出典:
——————

峰岸は生徒たちに自らの父の姿を見せることで死を考えさせようとするが上手くいかない。しかし、家庭訪問をきっかけに男の子のことが分かる。彼は彼の実父の死の記憶をたぐり寄せようとしていたのだった。
やがて峰岸の父が亡くなる。その葬儀の場で、峰岸の父のかつての生徒たちが別れを告げるために<あおげば尊し>を歌いだす。
死とは、教育とは、教師とは、そういった複数のラインが交わり合いながら、最後に<あおげば尊し>の場面に行き着く。僕は感動し、泣いた。
実は僕の父も教員だった。もう退職してから10年以上経つが、以前の教え子たちから意外に?慕われているようだ。この点で、僕は父を尊敬する。
今どきは<あおげば尊し>なんて卒業式でも歌わないことが多いらしい。式で歌うことが強制だと感じられるような雰囲気自体、教育の現場の荒廃ではないだろうか。単に勉強を教える者としての教員でなく、人間としての生き方、考え方についてのヒントを与える者としての教師が少なくなっているということなのだろうか。
それはともかく。
ほとんど台詞らしい台詞が無いながら、加藤武の存在感は大きかった。
作品以外のことについて。

——————

元の記録:
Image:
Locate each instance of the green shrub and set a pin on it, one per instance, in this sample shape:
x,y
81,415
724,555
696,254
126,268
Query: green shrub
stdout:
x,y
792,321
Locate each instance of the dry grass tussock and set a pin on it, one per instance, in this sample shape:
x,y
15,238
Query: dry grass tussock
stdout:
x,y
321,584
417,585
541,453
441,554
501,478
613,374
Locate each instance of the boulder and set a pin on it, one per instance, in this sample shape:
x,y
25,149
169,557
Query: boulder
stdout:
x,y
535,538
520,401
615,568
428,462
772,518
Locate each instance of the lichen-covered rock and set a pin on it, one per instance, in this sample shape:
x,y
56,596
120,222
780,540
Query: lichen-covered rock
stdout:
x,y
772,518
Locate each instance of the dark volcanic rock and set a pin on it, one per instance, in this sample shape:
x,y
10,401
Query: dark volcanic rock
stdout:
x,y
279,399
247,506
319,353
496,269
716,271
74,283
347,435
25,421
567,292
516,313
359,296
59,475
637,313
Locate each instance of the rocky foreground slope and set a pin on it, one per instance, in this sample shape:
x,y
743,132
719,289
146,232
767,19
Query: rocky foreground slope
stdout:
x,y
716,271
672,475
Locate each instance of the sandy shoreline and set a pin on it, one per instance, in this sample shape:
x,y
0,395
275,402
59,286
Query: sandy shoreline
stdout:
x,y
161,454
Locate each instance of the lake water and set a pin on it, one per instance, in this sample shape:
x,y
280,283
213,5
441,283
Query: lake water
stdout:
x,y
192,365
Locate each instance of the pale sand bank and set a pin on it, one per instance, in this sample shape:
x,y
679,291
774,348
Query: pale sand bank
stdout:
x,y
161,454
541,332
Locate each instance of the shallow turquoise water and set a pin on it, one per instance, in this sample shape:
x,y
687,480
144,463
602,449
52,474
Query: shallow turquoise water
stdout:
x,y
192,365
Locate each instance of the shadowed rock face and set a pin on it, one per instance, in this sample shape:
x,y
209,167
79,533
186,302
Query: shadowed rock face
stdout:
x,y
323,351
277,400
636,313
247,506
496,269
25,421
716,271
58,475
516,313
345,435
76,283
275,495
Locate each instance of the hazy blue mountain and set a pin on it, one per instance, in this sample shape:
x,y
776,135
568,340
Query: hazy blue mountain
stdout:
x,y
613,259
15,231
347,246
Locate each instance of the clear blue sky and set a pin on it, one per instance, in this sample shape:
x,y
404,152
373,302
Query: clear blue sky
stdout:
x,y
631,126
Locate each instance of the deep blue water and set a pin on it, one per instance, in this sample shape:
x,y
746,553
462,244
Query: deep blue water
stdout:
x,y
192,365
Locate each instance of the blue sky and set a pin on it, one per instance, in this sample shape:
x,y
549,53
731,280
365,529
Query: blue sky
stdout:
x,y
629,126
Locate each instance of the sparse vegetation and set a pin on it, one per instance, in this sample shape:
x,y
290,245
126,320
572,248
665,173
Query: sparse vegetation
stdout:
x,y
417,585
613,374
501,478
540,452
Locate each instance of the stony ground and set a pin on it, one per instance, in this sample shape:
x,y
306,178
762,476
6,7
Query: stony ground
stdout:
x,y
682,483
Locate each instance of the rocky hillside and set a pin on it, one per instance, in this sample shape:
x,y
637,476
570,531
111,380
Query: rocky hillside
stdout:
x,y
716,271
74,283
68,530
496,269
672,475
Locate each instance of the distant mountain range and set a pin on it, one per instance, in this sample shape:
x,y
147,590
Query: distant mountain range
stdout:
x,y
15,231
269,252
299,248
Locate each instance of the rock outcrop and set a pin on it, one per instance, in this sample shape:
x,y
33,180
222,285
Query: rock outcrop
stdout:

——————

練習問題:
A: 出典について、次の問いに答えよ。
(i) 峰岸の父の葬儀で、かつての生徒たちは別れを告げるために何を歌いだすか。
(ii) 筆者の父の職業は何だったか。
(iii) ほとんど台詞が無いながら存在感が大きかったのは誰か。
B: 出典のうち、「峰岸は生徒たちに自らの父の姿」と「き着く。僕は感動し、泣いた。」の間を、両端も含めて正確に書き写してください。

解答:
A:
(i) <あおげば尊し>
(ii) 教員
(iii) 加藤武

B:
峰岸は生徒たちに自らの父の姿を見せることで死を考えさせようとするが上手くいかない。しかし、家庭訪問をきっかけに男の子のことが分かる。彼は彼の実父の死の記憶をたぐり寄せようとしていたのだった。
やがて峰岸の父が亡くなる。その葬儀の場で、峰岸の父のかつての生徒たちが別れを告げるために<あおげば尊し>を歌いだす。
死とは、教育とは、教師とは、そういった複数のラインが交わり合いながら、最後に<あおげば尊し>の場面に行き着く。僕は感動し、泣いた。